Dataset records
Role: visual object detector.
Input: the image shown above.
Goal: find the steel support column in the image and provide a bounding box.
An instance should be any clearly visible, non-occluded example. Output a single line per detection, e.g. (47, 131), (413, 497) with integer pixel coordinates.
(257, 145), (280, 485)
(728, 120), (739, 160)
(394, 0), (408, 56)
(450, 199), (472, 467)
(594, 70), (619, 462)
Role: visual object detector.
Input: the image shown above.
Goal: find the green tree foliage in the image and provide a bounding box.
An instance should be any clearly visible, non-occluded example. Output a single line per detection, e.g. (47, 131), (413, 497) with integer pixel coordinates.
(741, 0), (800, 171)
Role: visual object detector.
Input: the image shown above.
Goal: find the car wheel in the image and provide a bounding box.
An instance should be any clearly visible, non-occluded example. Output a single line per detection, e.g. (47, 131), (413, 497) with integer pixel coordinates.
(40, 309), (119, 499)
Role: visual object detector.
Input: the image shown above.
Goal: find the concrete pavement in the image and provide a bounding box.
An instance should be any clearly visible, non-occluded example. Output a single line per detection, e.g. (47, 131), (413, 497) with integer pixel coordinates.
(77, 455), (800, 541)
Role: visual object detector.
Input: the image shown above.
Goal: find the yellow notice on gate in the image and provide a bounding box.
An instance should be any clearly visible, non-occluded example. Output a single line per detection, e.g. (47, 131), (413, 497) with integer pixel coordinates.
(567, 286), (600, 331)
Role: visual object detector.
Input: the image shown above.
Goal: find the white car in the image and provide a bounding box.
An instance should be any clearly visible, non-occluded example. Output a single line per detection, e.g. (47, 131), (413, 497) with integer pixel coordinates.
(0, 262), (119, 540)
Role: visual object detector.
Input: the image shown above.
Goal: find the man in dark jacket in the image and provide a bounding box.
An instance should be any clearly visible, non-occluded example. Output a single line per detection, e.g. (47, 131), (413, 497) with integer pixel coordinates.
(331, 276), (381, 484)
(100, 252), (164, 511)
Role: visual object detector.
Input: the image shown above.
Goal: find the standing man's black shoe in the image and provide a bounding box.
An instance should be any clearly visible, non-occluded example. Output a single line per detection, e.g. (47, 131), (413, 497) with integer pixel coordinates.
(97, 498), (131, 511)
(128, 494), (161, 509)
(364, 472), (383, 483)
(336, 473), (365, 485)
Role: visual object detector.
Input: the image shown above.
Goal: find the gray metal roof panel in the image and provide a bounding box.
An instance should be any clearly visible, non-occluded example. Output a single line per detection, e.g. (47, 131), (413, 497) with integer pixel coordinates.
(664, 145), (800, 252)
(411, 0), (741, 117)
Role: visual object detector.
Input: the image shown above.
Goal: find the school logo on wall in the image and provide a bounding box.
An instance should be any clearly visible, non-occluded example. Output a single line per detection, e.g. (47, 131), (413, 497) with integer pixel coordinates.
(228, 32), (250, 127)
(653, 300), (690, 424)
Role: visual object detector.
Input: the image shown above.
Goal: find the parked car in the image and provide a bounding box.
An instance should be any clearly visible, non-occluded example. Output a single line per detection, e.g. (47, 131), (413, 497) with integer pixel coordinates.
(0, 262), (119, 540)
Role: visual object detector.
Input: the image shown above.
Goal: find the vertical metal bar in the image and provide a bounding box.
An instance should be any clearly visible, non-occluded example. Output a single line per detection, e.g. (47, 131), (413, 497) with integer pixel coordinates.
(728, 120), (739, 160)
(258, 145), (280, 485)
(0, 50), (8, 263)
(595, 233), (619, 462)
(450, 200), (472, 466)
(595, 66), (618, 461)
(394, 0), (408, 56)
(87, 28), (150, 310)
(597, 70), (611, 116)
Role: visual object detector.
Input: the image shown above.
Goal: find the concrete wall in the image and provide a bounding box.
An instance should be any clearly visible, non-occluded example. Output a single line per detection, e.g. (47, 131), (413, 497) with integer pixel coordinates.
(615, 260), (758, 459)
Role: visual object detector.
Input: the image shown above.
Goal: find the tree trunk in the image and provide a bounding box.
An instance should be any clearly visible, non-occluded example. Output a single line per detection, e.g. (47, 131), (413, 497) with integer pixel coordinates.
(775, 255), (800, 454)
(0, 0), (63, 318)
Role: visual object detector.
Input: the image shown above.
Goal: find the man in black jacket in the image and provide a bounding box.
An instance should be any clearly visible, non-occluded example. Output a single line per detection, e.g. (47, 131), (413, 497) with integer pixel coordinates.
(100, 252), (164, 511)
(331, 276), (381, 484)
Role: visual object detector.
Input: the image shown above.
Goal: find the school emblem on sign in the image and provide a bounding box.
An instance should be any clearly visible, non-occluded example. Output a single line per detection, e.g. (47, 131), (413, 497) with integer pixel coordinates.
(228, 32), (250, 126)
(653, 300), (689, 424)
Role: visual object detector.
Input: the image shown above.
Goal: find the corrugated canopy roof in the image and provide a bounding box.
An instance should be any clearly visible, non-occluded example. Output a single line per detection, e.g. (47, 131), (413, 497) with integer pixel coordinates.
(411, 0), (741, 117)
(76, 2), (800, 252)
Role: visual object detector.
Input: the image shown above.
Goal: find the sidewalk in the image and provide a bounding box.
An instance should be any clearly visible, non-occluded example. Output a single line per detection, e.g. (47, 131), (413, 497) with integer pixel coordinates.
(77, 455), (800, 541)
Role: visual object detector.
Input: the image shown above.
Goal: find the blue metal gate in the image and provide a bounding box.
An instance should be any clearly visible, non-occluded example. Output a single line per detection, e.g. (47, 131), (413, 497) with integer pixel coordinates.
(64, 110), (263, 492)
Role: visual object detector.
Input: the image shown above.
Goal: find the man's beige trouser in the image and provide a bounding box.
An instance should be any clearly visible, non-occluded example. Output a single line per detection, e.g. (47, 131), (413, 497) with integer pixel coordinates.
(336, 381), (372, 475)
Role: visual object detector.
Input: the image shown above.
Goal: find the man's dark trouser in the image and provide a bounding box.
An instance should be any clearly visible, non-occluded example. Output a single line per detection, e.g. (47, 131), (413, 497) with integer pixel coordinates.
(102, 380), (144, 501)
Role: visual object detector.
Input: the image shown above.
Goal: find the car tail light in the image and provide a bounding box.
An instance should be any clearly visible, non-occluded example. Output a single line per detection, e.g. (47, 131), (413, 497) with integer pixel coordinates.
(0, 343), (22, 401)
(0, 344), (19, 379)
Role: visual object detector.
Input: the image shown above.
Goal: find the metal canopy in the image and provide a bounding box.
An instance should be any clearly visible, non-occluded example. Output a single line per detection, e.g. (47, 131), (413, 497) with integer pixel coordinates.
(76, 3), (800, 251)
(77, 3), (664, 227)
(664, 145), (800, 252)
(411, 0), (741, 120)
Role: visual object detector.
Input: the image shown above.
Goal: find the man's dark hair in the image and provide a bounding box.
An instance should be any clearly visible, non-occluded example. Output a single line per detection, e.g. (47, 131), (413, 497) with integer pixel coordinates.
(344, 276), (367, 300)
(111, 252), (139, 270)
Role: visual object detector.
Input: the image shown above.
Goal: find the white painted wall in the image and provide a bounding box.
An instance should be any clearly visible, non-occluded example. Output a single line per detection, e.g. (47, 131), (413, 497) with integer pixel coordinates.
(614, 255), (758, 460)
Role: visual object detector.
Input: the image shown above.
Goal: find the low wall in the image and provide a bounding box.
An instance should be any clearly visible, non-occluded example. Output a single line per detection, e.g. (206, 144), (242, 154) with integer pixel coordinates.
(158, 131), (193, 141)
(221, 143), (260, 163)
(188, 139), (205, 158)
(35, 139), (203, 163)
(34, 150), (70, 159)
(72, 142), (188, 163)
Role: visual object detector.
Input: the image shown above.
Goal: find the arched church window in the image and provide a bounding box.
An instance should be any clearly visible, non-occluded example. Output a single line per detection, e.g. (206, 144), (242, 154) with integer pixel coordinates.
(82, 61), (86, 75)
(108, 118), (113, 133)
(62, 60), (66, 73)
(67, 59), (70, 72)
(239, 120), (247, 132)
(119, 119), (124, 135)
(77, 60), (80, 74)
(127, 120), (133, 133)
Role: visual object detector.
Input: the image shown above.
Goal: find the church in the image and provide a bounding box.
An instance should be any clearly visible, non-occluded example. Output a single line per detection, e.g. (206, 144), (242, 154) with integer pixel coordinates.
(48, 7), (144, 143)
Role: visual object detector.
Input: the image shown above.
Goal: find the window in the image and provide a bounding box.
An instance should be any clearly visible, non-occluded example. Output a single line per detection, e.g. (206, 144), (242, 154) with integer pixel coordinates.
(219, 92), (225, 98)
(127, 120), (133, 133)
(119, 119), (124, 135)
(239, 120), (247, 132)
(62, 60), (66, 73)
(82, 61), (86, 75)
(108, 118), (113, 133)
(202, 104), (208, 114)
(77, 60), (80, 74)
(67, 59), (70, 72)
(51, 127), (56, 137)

EXERCISE OBJECTIVE
Reproduce the data verbatim from the start of the data through the line containing "(741, 0), (800, 171)", including that line.

EXERCISE RESPONSE
Role: visual object detector.
Input: the image shown above.
Goal: find the steel support column in the image and provide a bounding box.
An instance should be any clearly visible, non-occluded example. Output a single line per detection, e.g. (47, 131), (413, 497) with integer pixel coordinates.
(257, 145), (280, 485)
(728, 120), (739, 160)
(394, 0), (408, 56)
(450, 199), (472, 467)
(594, 70), (619, 462)
Role: visual object detector.
Input: the image shown above.
Goal: find the green tree foliage in the image and provide a bounding box.
An instance should be any clearly visible, non-occluded example. Output a single line per detection, e.g. (47, 131), (413, 497) with integer pixel coordinates.
(741, 0), (800, 171)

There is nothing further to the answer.